Problem - Convert each line of the records below into a JSON list of strings, with one string per line and blank lines omitted.

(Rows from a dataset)
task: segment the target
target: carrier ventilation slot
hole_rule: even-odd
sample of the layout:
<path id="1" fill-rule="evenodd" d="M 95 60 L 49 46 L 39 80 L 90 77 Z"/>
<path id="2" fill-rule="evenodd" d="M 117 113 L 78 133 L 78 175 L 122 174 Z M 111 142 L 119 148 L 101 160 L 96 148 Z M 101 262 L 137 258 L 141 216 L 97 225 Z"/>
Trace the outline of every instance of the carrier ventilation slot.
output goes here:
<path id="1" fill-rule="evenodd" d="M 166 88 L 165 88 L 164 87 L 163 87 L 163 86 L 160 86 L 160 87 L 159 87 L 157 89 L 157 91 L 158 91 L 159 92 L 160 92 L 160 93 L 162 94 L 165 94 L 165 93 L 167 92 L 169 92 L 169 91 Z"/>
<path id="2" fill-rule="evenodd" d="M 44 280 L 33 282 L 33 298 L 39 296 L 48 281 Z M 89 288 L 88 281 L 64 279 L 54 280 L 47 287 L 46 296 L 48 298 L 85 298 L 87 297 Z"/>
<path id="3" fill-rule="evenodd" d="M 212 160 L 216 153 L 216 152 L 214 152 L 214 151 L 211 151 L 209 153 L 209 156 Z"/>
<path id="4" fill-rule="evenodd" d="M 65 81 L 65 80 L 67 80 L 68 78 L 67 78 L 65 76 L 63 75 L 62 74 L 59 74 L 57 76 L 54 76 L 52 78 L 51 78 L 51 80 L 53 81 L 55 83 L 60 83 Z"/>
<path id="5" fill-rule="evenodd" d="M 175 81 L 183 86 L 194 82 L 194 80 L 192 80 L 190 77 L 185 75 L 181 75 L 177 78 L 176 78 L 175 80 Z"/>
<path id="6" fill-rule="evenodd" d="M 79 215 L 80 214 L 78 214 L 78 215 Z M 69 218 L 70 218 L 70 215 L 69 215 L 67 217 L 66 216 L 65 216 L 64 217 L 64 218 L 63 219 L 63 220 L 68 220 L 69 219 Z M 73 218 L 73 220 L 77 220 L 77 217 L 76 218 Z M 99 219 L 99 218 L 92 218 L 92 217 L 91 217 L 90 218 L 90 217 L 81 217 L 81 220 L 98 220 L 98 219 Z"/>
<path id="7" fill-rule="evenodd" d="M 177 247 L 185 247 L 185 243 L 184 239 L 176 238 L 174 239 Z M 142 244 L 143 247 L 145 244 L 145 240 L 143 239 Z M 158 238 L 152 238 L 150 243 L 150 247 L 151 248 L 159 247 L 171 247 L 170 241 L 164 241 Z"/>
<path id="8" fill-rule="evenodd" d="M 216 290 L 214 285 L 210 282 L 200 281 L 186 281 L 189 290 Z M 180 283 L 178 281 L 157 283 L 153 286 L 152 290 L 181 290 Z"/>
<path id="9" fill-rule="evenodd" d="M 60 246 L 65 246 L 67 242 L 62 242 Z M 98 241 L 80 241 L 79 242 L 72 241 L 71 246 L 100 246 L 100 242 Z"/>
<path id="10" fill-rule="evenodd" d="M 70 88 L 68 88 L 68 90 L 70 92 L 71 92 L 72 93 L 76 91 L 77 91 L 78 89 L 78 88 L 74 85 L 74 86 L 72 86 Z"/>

Answer to the problem -
[
  "task: segment the target",
  "target: carrier ventilation slot",
  "hole_rule: even-odd",
  "sample of the layout:",
  "<path id=\"1\" fill-rule=\"evenodd\" d=\"M 95 60 L 49 46 L 39 80 L 90 77 Z\"/>",
  "<path id=\"2\" fill-rule=\"evenodd\" d=\"M 117 113 L 78 133 L 78 175 L 122 174 Z M 111 142 L 119 148 L 101 160 L 96 148 Z M 101 262 L 137 258 L 141 216 L 97 225 Z\"/>",
  "Trace the outline of every instance of the carrier ventilation slot.",
  "output goes here:",
  "<path id=\"1\" fill-rule=\"evenodd\" d=\"M 166 88 L 165 88 L 164 87 L 163 87 L 163 86 L 160 86 L 160 87 L 159 87 L 157 89 L 157 91 L 158 91 L 159 92 L 160 92 L 160 93 L 162 94 L 165 94 L 165 93 L 167 92 L 169 92 L 169 91 Z\"/>",
  "<path id=\"2\" fill-rule=\"evenodd\" d=\"M 44 280 L 33 282 L 33 298 L 39 296 L 48 281 Z M 89 288 L 88 281 L 64 279 L 54 280 L 47 287 L 46 296 L 48 298 L 85 298 L 87 297 Z\"/>",
  "<path id=\"3\" fill-rule=\"evenodd\" d=\"M 212 160 L 216 153 L 216 152 L 214 152 L 214 151 L 211 151 L 209 153 L 209 156 Z\"/>",
  "<path id=\"4\" fill-rule=\"evenodd\" d=\"M 65 81 L 65 80 L 67 80 L 68 78 L 67 78 L 65 76 L 63 75 L 62 74 L 59 74 L 57 76 L 54 76 L 52 78 L 51 78 L 51 80 L 53 81 L 55 83 L 60 83 Z\"/>",
  "<path id=\"5\" fill-rule=\"evenodd\" d=\"M 175 81 L 183 86 L 194 82 L 194 80 L 192 80 L 190 77 L 185 75 L 181 75 L 177 78 L 176 78 L 175 80 Z\"/>",
  "<path id=\"6\" fill-rule=\"evenodd\" d=\"M 79 215 L 80 214 L 78 214 L 78 215 Z M 69 218 L 70 218 L 70 215 L 69 215 L 67 217 L 66 216 L 65 216 L 64 217 L 64 218 L 63 219 L 63 220 L 68 220 L 69 219 Z M 73 218 L 73 220 L 77 220 L 77 217 L 76 218 Z M 99 219 L 99 218 L 92 218 L 92 217 L 91 217 L 90 218 L 90 217 L 81 217 L 81 220 L 98 220 L 98 219 Z\"/>",
  "<path id=\"7\" fill-rule=\"evenodd\" d=\"M 177 247 L 185 247 L 185 243 L 184 239 L 176 238 L 174 239 Z M 142 244 L 143 247 L 145 244 L 145 240 L 143 239 Z M 158 238 L 152 238 L 150 243 L 150 247 L 151 248 L 159 247 L 171 247 L 170 241 L 164 241 Z\"/>",
  "<path id=\"8\" fill-rule=\"evenodd\" d=\"M 216 290 L 214 285 L 210 282 L 200 281 L 186 281 L 189 290 Z M 180 283 L 178 281 L 157 283 L 153 286 L 152 290 L 181 290 Z\"/>",
  "<path id=\"9\" fill-rule=\"evenodd\" d=\"M 60 246 L 65 246 L 67 242 L 62 242 Z M 98 241 L 80 241 L 79 242 L 72 241 L 71 246 L 100 246 L 100 242 Z\"/>",
  "<path id=\"10\" fill-rule=\"evenodd\" d=\"M 70 88 L 68 88 L 68 90 L 70 92 L 71 92 L 72 93 L 76 91 L 77 91 L 78 89 L 78 88 L 74 85 L 74 86 L 72 86 Z\"/>"
]